#### [Работа с материалом]
[1] Верните дословно фрагмент текста о Дне Раненого от «Не надо удивляться, что» до «же серьезно! Де-прес-си-я!».
[2] Продолжите текст о Дне Раненого, начав сразу после его последней строки.

#### [Предложенный текст]
Книга: Духовные упражнения
Назад: Священное юродство доброты
Дальше: Теперь везде темно и пусто!

Если нет оснований жить

Не надо удивляться, что таких, как я, не пускают в календарную комиссию. Во-первых, у меня плохо с цифрами. Во-вторых, мне трудно скрыть личную заинтересованность. Одним словом, я собираюсь протащить в наш месяцеслов новый праздник и отмечать его с самым неистовым размахом. И этим днем пусть будет Шестое октября — День Раненого — праздник, главным образом, городской, но охватывающий все новые слои и социальные группы.
— День Раненого? Это про ветеранов?
— Нет, это именно о Раненых. О тех, кто страдает одной заразной болезнью, которая медленно и неотвратимо лишает человека силы жить.
— Таких болезней много.
— Не хочу ее называть. Тухлое слово! Давай так: распространенное заболевание, сопровождающееся чувством угнетенности и подавленности. Восемь букв.
— Геморрой?
— Ну я же серьезно! Де-прес-си-я!

#### [Исходные данные]

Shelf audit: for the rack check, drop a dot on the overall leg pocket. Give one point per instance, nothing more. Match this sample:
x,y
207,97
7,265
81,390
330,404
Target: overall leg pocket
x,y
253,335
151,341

#### [Ответы к заданиям]
[1]
Не надо удивляться, что таких, как я, не пускают в календарную комиссию. Во-первых, у меня плохо с цифрами. Во-вторых, мне трудно скрыть личную заинтересованность. Одним словом, я собираюсь протащить в наш месяцеслов новый праздник и отмечать его с самым неистовым размахом. И этим днем пусть будет Шестое октября — День Раненого — праздник, главным образом, городской, но охватывающий все новые слои и социальные группы.
— День Раненого? Это про ветеранов?
— Нет, это именно о Раненых. О тех, кто страдает одной заразной болезнью, которая медленно и неотвратимо лишает человека силы жить.
— Таких болезней много.
— Не хочу ее называть. Тухлое слово! Давай так: распространенное заболевание, сопровождающееся чувством угнетенности и подавленности. Восемь букв.
— Геморрой?
— Ну я же серьезно! Де-прес-си-я!

[2]
— Так тут девять букв! Кстати, педикулез тоже подходит. И при чем же тут раненые?
— Это все из-за Толкина. По-моему, он описал это состояние лучше всех! Читаем:
«Однажды вечером Сэм заглянул в кабинет к хозяину; тот, казалось, был сам не свой — бледен как смерть, и запавшие глаза устремлены в незримую даль.
— Что случилось, господин Фродо? — воскликнул Сэм.
— Я ранен, — глухо ответил Фродо, — ранен глубоко, и нет мне исцеления.
Но и этот приступ быстро миновал; на другой день он словно и забыл о вчерашнем. Зато Сэму припомнилось, что дело-то было шестого октября: ровно два года назад ложбину у вершины Заверти затопила темень».
Событие, которое с ужасом вспоминал Сэм, назвали битвой на горе Заверть, хотя это скорее была не битва, а избиение. На храбрых, но беззащитных хоббитов напали назгулы — бесплотные прислужники Зла. Один из них, король-мертвец, ранил Фродо колдовским моргульским клинком, осколок которого остался в груди Торбинса и неотступно продвигался к самому сердцу. Только чудом удалось спасти раненого от неминуемой гибели и последующего развоплощения. Но каждый год приступы повторялись снова и снова, и бедный Фродо опять захлебывался мраком одиночества и отчаяния, и это случалось не только осенью, но и весной:
«В начале марта его не было дома, и он не знал, что Фродо занемог. Фермер Кроттон тринадцатого числа между делом зашел к нему в комнату: Фродо лежал, откинувшись, судорожно сжимая цепочку с жемчужиной, и был, как видно, в бреду.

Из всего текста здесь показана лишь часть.